> DIRECTIVE: Print every line of the data below unchanged, from the first line to the last.

> DATASET ROWS:
————
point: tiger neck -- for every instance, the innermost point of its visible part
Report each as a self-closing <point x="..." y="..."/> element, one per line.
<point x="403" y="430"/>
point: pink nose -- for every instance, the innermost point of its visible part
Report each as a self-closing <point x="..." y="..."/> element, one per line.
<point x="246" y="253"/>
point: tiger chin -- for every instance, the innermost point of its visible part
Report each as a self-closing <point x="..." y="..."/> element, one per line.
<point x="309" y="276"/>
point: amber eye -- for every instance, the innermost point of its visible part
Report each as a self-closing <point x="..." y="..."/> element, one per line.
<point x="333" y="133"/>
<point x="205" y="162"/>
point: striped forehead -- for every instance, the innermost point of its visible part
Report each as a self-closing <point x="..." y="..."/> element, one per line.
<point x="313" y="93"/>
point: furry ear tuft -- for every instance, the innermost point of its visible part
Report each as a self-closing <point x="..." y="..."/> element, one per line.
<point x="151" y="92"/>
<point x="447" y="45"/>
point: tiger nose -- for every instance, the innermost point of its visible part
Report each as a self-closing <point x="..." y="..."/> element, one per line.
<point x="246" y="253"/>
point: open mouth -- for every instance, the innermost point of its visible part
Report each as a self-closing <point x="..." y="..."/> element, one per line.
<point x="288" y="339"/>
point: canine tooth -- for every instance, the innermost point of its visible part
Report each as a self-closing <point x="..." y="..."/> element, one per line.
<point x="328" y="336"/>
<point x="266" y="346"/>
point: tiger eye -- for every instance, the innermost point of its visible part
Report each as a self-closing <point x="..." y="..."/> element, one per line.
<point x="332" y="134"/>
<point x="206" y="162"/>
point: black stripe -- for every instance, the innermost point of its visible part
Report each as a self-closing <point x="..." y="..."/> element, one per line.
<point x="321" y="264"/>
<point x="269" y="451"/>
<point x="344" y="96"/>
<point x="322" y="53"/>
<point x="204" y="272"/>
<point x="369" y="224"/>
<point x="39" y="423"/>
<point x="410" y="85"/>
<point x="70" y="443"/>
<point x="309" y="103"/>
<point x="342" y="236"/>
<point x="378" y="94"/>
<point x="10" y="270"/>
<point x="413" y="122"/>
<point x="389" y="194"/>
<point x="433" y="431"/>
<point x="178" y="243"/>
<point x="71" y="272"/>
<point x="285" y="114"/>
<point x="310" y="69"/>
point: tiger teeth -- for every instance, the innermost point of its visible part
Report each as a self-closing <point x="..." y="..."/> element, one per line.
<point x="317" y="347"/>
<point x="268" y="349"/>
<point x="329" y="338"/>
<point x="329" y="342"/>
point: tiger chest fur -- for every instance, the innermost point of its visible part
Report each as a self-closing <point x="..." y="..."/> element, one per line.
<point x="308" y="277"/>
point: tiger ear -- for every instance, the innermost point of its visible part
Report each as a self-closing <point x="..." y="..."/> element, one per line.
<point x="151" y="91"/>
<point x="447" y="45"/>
————
> FINISHED EXERCISE:
point: tiger neck -- for every instance, the innermost point of its visible part
Report each as a self-closing <point x="..." y="..."/> element, one per line.
<point x="403" y="430"/>
point: pink nose -- for every instance, the innermost point of its visible part
Report each as a self-closing <point x="..." y="..."/> element, one per line.
<point x="246" y="253"/>
point: tiger chin -- for every instance, the innermost point of its visible part
Report each as a self-closing <point x="..." y="..."/> element, one per line.
<point x="309" y="276"/>
point: amber eye -- for every instance, the innermost point of its visible part
Report each as a self-closing <point x="..." y="..."/> element, one per line.
<point x="333" y="133"/>
<point x="205" y="162"/>
point: striped forehead -- for every instance, the innermost point of its visible part
Report each as a self-closing <point x="..." y="..."/> element, one per line.
<point x="313" y="93"/>
point: furry ear tuft -- for every instance, the innermost point of its visible part
Report each as a self-closing <point x="..." y="..."/> element, one per line.
<point x="151" y="92"/>
<point x="447" y="45"/>
point: tiger nose -- for every instance, the innermost point of its visible part
Report each as a self-closing <point x="..." y="..."/> element, one per line.
<point x="246" y="253"/>
point: open mouth -- for every instance, the innermost point of its visible part
Report each as a self-closing <point x="..." y="..."/> element, one per line.
<point x="288" y="339"/>
point: canine tooth -- for every instance, the innermost point of its visible part
Report each as a self-closing <point x="..." y="..."/> element, one per line.
<point x="328" y="336"/>
<point x="266" y="346"/>
point: tiger eye -- for every instance, the innermost point of its visible part
Report each as a self-closing <point x="..." y="..."/> element, one per line.
<point x="332" y="134"/>
<point x="206" y="162"/>
point: black stripe -- for every instance, the innermost point of its visible part
Report each as a self-closing <point x="..." y="..."/> element, one per line.
<point x="321" y="264"/>
<point x="269" y="451"/>
<point x="344" y="96"/>
<point x="322" y="53"/>
<point x="204" y="272"/>
<point x="369" y="224"/>
<point x="39" y="423"/>
<point x="410" y="85"/>
<point x="70" y="443"/>
<point x="309" y="103"/>
<point x="342" y="236"/>
<point x="378" y="94"/>
<point x="10" y="270"/>
<point x="413" y="122"/>
<point x="389" y="194"/>
<point x="433" y="431"/>
<point x="178" y="243"/>
<point x="71" y="272"/>
<point x="285" y="114"/>
<point x="310" y="69"/>
point: tiger teeth -- for every instance, the innermost point of its visible part
Report each as a self-closing <point x="..." y="..."/> element, one per line.
<point x="317" y="347"/>
<point x="268" y="349"/>
<point x="329" y="338"/>
<point x="329" y="342"/>
point: tiger chest fur -- for every instance, the innermost point of its visible part
Report each as a self-closing <point x="..." y="..."/> element, one per line.
<point x="308" y="277"/>
point: tiger ear -- for every instance, the innermost point of its visible part
Report each as a self-closing <point x="..." y="..."/> element, one per line.
<point x="151" y="91"/>
<point x="447" y="45"/>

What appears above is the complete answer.